WORK REQUEST 1 — In the passage on the film Dark Star, translate the following sentence into Spanish: "The ship is falling apart and accidents have destroyed both the sleeping quarters and the crew’s entire supply of toilet paper."
WORK REQUEST 2 — Output the portion of the passage on the film Dark Star between "Truth be told" and "the eponymous ship.", inclusive, with no changes.

*** TEXT SECTION Section Begins ***

Space travel has rarely been as mundane, riotous or charmingly unspectacular as it is in John Carpenter’s debut film, Dark Star (1974). Begun in 1970 as a USC film school project with Dan O’Bannon starring, co-writing, editing and doing almost everything else, it was picked up by producer Jack H. Harris in 1973, who funded additional footage for a theatrical release the following year.
Somewhere in the future, the scout ship Dark Star is 20 years into its mission to track down and destroy “unstable planets” to pave the way for human expansion into the universe. But things aren’t going well.
As cabin fever takes hold aboard the cramped, deteriorating ship, the crew is starting to fall apart. Talby (Dre Pahich) spends his time isolated from the rest of the crew in an observation dome communing with the universe; Doolittle (Brian Narelle) has reluctantly taken control of the mission and pines for his days as a California surfer; Boiler (Cal Kuniholm) relieves the boredom with laser gun target practice; and Pinback (O’Bannon) – who isn’t who he appears to be – annoys the rest of the crew with his practical jokes and is rapidly coming apart at the seams.
There’s a belligerent alien in the hold, an artificially intelligent weapon with delusions of grandeur in the bomb bay, and a dead captain (Joe Saunders) who is deep frozen but still able to communicate with his crew – much good his confused ramblings do them. The ship is falling apart and accidents have destroyed both the sleeping quarters and the crew’s entire supply of toilet paper.
Truth be told there’s very little story to Dark Star (Carpenter famously referred to it as “Waiting for Godot in space”). Instead, it’s a series of very funny, sometimes rather poignant sketches and vignettes capturing the monotony and loneliness of life for the crew aboard the eponymous ship.
Dark Star is frequently compared to 2001: A Space Odyssey (Carpenter has commented that he saw his film as the antithesis of the future envisioned by Kubrick and the poster sold the film with the strapline “The Spaced Out Odyssey”) but surprisingly less so to Star Trek (1966-69), which can be seen as Dark Star’s more respectable older sibling.

*** TEXT SECTION Section Ends ***
*** DATA SECTION Section Begins ***

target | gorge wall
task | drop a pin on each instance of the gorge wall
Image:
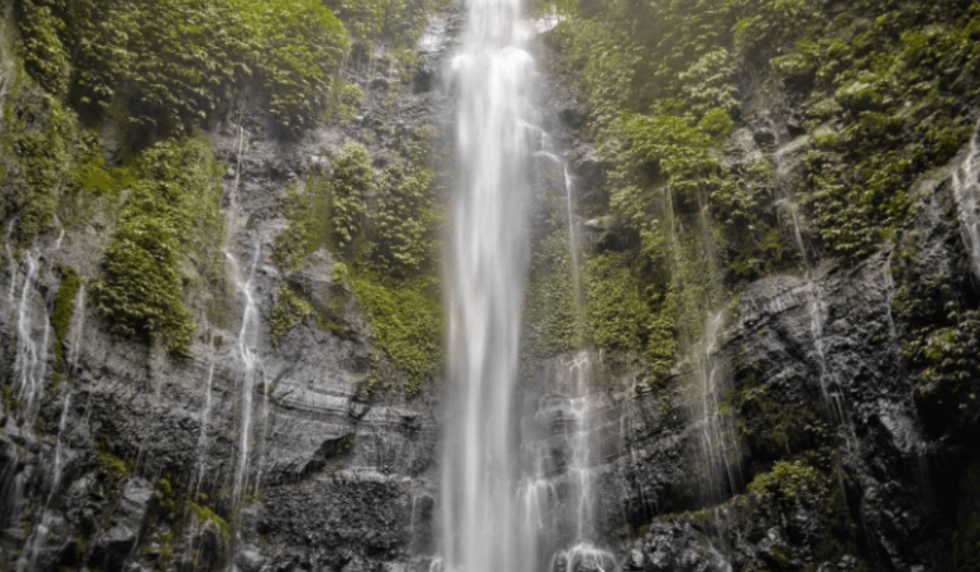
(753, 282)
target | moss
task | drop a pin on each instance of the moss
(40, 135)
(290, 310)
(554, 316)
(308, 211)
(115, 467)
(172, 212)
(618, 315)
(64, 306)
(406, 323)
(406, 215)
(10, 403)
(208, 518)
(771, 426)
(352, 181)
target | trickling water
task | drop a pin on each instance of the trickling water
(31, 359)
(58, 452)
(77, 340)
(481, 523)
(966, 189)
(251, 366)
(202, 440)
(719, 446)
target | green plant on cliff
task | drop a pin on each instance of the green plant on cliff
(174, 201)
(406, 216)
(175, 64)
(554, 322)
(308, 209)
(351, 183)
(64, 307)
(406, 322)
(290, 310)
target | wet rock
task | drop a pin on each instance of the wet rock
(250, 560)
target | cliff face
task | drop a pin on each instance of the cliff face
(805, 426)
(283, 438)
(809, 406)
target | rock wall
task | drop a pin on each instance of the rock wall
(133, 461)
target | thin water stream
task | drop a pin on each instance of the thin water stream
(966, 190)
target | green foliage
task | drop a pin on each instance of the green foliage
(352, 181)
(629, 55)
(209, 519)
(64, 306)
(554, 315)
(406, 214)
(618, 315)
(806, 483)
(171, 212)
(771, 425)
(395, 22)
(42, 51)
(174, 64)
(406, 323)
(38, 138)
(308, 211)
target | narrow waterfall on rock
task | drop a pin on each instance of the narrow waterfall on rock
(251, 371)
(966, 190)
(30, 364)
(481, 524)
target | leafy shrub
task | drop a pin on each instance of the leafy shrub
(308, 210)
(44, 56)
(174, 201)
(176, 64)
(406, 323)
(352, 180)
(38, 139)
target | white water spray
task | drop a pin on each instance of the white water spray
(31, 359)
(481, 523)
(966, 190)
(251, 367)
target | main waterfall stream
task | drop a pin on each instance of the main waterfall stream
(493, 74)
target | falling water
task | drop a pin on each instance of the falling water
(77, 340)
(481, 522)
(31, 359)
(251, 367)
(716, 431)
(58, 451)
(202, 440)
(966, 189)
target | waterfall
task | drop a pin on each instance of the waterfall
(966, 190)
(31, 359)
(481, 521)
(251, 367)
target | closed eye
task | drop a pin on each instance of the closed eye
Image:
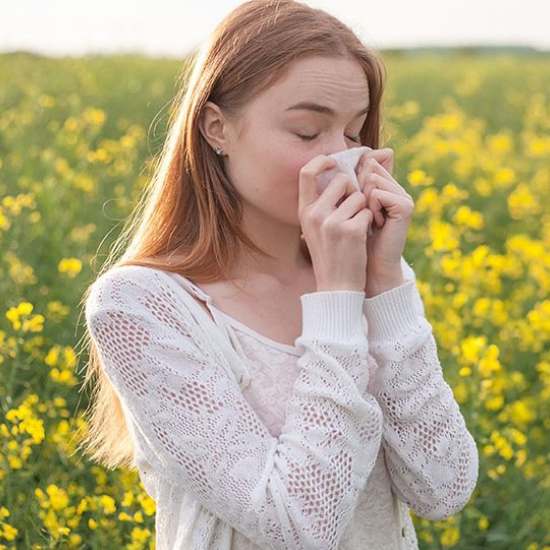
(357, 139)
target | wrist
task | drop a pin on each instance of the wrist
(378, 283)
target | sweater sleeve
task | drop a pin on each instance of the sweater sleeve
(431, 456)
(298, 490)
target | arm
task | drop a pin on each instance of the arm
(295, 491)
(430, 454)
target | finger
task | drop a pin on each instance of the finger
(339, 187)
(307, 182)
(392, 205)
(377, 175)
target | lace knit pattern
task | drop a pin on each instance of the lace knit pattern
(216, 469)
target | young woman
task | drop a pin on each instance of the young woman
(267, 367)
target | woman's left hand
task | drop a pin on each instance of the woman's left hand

*** DATA SECTION Section Ends ***

WORKED SOLUTION 1 — La nave se está desmoronando y los accidentes han destruido tanto los dormitorios como toda la reserva de papel higiénico de la tripulación.

WORKED SOLUTION 2 —
Truth be told there’s very little story to Dark Star (Carpenter famously referred to it as “Waiting for Godot in space”). Instead, it’s a series of very funny, sometimes rather poignant sketches and vignettes capturing the monotony and loneliness of life for the crew aboard the eponymous ship.